What is asked:
Filter the entries below and copy out each line that contains the string "instance". Case matters.

Given data:
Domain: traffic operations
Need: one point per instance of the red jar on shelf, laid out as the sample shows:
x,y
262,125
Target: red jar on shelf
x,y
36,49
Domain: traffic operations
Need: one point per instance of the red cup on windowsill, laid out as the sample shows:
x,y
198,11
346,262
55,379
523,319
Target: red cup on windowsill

Result of this exercise:
Need: one point per instance of the red jar on shelf, laid out as the sample shows:
Need: one point per instance of the red cup on windowsill, laid out as the sample shows:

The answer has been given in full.